● PROMPT:
Copy the listing below word for word, from the first line to the last, and leave out the picture.

● INPUT MATERIAL:

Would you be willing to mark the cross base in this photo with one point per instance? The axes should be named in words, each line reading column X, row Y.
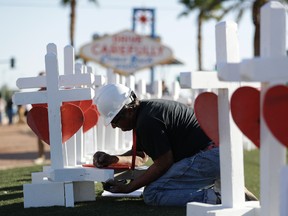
column 58, row 193
column 251, row 208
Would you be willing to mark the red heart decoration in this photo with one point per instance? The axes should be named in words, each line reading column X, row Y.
column 275, row 111
column 85, row 105
column 206, row 111
column 72, row 119
column 37, row 119
column 245, row 110
column 91, row 118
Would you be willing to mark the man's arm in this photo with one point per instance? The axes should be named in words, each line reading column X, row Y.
column 102, row 159
column 156, row 170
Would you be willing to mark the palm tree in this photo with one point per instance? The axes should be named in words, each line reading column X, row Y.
column 208, row 9
column 72, row 4
column 223, row 7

● SOLUTION TO THIS EXERCISE:
Would you be willing to mark the cross base in this photo with one point per instance? The axes should be named in words, each line reading column X, row Y.
column 58, row 193
column 251, row 208
Would you be willing to mark the red heart decoration in this photo with one point per instance? The axes should be named in words, each line reading column X, row Y.
column 275, row 111
column 85, row 105
column 206, row 111
column 72, row 119
column 37, row 119
column 245, row 110
column 91, row 118
Would you be willing to mark the man's arm in this photo with one point per instance? The axes should be named in words, each line reading column X, row Y.
column 102, row 159
column 156, row 170
Would you be willing to mark the palm tree in this photo with one point per instance? The axes should be named in words, each line reading column X, row Y.
column 208, row 9
column 72, row 4
column 223, row 7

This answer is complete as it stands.